TASK | Please convert the part of the items below that opens with the line containing "Target = white knit hat" and closes with the line containing "x=157 y=256", both included, into a numbered list with blank lines left out.

ENTRIES PROVIDED |

____________________

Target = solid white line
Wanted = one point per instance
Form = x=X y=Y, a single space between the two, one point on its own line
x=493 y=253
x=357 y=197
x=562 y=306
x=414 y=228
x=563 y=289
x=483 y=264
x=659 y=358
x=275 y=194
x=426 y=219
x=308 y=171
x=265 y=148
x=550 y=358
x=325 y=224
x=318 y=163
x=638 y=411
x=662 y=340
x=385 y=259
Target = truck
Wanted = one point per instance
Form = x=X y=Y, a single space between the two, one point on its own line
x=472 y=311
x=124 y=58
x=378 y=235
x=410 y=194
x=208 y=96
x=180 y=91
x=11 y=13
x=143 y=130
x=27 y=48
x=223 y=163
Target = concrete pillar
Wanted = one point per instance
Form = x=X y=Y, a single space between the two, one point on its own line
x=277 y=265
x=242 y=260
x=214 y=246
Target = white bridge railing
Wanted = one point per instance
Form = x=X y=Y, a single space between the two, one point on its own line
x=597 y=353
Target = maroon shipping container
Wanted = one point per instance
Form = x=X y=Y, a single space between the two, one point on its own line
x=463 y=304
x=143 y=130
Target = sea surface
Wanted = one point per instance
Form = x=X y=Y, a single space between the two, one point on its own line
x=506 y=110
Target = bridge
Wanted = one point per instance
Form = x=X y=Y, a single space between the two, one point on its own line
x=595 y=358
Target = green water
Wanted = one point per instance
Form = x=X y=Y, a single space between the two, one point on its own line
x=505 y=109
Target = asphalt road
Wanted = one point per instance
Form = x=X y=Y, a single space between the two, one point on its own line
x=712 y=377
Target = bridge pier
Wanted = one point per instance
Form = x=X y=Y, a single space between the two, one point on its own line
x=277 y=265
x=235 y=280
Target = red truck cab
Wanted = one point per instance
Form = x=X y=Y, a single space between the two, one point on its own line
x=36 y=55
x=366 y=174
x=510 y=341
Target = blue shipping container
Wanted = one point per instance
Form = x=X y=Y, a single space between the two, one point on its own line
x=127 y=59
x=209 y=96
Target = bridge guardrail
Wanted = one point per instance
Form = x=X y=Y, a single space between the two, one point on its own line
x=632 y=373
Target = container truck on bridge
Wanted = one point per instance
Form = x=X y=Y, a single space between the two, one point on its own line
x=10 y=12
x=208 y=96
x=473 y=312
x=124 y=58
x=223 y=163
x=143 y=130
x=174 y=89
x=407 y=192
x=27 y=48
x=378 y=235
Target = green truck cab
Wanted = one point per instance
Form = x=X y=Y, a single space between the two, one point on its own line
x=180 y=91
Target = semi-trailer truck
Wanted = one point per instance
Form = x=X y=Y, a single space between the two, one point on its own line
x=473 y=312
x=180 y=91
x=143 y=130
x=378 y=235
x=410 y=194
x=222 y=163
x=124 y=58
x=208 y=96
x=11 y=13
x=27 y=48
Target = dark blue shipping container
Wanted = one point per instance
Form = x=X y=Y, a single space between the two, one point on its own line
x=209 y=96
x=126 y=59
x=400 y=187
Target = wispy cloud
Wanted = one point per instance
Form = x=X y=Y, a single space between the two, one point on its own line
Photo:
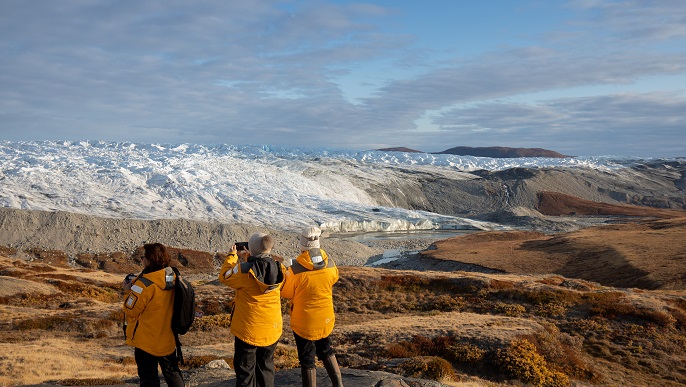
x=270 y=72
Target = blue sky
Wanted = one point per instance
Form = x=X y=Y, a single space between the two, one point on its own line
x=581 y=77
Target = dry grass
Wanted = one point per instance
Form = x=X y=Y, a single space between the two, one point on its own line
x=538 y=329
x=56 y=358
x=615 y=255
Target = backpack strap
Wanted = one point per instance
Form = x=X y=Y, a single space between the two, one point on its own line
x=179 y=352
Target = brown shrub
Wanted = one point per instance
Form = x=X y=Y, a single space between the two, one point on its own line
x=207 y=322
x=200 y=361
x=429 y=367
x=90 y=382
x=286 y=357
x=521 y=361
x=465 y=353
x=509 y=309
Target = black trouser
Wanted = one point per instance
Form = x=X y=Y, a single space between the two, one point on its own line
x=147 y=369
x=254 y=365
x=308 y=348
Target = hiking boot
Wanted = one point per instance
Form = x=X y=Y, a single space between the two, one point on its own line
x=309 y=376
x=334 y=372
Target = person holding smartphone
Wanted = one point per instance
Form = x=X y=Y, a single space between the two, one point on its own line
x=256 y=321
x=148 y=307
x=309 y=286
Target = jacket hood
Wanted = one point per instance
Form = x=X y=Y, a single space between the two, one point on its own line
x=313 y=259
x=266 y=271
x=165 y=279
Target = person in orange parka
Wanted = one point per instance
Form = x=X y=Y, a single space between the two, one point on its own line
x=148 y=307
x=309 y=285
x=256 y=319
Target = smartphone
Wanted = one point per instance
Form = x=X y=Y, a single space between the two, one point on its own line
x=241 y=246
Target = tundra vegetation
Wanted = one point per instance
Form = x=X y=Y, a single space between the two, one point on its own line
x=63 y=323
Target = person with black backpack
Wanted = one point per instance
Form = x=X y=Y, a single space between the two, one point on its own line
x=148 y=307
x=256 y=320
x=309 y=287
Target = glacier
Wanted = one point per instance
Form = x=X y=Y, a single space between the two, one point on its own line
x=276 y=187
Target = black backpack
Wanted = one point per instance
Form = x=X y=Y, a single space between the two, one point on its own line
x=184 y=310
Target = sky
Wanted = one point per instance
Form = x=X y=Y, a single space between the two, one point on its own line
x=580 y=77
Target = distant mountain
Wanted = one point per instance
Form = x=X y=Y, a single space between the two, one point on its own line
x=501 y=152
x=489 y=151
x=400 y=149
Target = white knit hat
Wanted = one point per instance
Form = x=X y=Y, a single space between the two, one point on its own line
x=260 y=244
x=309 y=238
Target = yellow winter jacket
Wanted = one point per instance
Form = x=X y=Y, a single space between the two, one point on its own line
x=256 y=318
x=309 y=283
x=148 y=307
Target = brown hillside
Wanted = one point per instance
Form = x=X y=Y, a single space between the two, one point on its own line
x=648 y=255
x=501 y=152
x=463 y=329
x=556 y=204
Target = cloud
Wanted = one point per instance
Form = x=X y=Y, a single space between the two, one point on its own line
x=601 y=125
x=269 y=72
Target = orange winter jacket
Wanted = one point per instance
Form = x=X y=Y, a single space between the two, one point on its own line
x=256 y=318
x=309 y=283
x=148 y=307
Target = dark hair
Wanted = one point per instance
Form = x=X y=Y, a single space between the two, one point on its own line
x=157 y=256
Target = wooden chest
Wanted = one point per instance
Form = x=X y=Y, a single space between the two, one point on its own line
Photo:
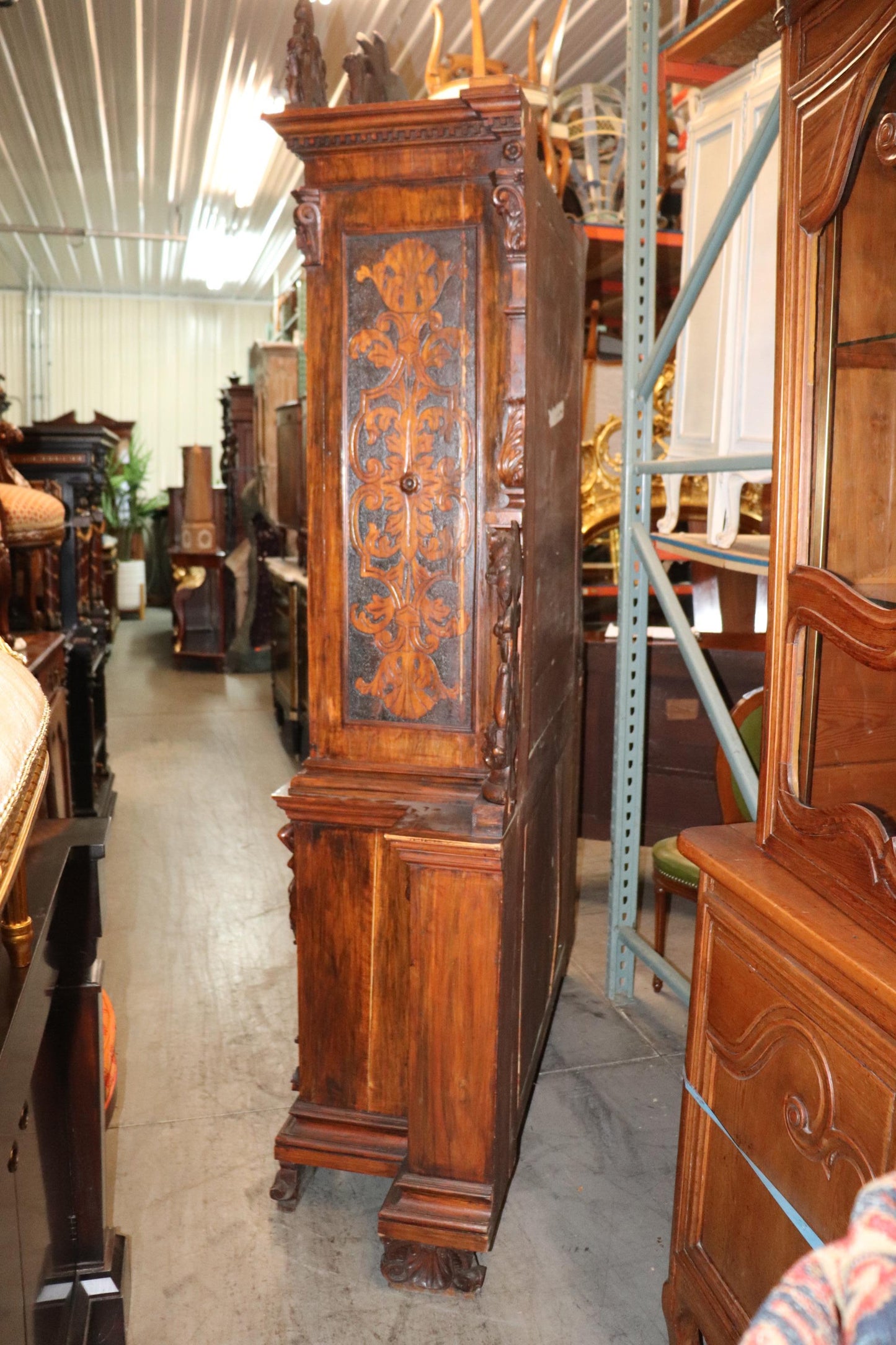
x=790 y=1043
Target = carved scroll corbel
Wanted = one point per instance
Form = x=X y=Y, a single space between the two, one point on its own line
x=510 y=202
x=511 y=454
x=308 y=223
x=286 y=836
x=502 y=736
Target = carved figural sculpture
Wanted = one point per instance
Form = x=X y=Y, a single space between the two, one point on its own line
x=370 y=73
x=410 y=447
x=305 y=68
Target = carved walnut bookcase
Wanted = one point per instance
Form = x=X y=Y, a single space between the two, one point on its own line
x=793 y=1014
x=433 y=826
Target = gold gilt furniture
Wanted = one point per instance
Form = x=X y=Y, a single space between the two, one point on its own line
x=433 y=825
x=62 y=1271
x=792 y=1039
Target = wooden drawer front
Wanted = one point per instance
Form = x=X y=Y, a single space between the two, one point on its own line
x=801 y=1080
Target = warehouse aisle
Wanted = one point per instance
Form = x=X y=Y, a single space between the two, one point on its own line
x=199 y=963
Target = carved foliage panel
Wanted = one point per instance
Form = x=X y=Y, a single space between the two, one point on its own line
x=410 y=476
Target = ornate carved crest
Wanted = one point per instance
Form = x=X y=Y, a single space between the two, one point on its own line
x=305 y=68
x=410 y=449
x=308 y=223
x=504 y=574
x=511 y=454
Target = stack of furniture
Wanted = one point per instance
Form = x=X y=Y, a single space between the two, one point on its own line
x=433 y=825
x=792 y=1045
x=62 y=1273
x=74 y=457
x=199 y=583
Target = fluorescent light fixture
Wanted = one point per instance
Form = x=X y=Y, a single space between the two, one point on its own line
x=220 y=253
x=246 y=145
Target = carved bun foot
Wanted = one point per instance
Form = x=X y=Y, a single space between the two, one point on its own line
x=438 y=1270
x=680 y=1321
x=288 y=1186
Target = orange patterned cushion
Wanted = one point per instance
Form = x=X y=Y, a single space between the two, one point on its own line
x=27 y=511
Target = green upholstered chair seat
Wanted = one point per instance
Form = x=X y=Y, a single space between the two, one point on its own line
x=669 y=862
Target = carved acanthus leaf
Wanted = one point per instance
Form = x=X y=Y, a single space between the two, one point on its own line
x=308 y=223
x=511 y=454
x=510 y=203
x=505 y=576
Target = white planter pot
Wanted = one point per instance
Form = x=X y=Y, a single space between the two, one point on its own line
x=132 y=587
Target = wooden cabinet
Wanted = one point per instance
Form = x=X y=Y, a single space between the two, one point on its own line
x=793 y=1020
x=433 y=825
x=76 y=455
x=289 y=651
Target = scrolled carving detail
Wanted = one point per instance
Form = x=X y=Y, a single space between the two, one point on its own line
x=885 y=140
x=308 y=223
x=441 y=1270
x=286 y=836
x=511 y=455
x=505 y=576
x=510 y=202
x=813 y=1133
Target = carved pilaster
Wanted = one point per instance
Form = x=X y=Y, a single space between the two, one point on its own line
x=308 y=223
x=505 y=576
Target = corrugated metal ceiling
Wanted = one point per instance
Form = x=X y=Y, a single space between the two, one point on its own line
x=115 y=117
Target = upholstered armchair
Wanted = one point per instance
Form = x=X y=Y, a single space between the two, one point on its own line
x=25 y=717
x=33 y=526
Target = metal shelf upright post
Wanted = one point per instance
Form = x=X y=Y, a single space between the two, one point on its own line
x=640 y=568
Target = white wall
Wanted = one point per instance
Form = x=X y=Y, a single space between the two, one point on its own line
x=157 y=361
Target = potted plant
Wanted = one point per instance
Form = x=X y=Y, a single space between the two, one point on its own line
x=128 y=513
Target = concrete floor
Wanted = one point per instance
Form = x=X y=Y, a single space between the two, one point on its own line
x=199 y=963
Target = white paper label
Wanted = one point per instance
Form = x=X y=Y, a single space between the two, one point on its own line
x=556 y=414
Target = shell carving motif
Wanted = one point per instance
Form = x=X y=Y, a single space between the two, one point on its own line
x=410 y=447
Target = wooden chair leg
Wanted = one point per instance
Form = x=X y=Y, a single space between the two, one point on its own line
x=661 y=903
x=17 y=929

____________________

RESULT |
1. Target = white knit hat
2. Wanted = one point per instance
3. Form = x=X y=Y, a single space between the two, one point on its own line
4. x=260 y=244
5. x=309 y=238
6. Target = yellow winter jacket
7. Wanted = one point per instance
8. Form = x=X y=Y, a single space between the two, one point on its own line
9. x=256 y=318
10. x=309 y=283
11. x=148 y=307
12. Target = brown hillside
13. Wanted = one point per instance
14. Form = x=X y=Y, a single space between the two, one point on its own line
15. x=648 y=255
16. x=501 y=152
17. x=463 y=329
18. x=556 y=204
19. Target = cloud
20. Wanted = one point per instance
21. Form = x=X y=Y, a single space between the two, one point on its own line
22. x=601 y=125
23. x=269 y=72
24. Target = orange winter jacket
25. Wanted = one point per instance
26. Form = x=X y=Y, a single space between the two, one point on its own line
27. x=256 y=318
28. x=309 y=283
29. x=148 y=307
30. Target = dark hair
31. Wanted = one point per instance
32. Form = x=X y=Y, a single space between the two, one point on its own line
33. x=157 y=256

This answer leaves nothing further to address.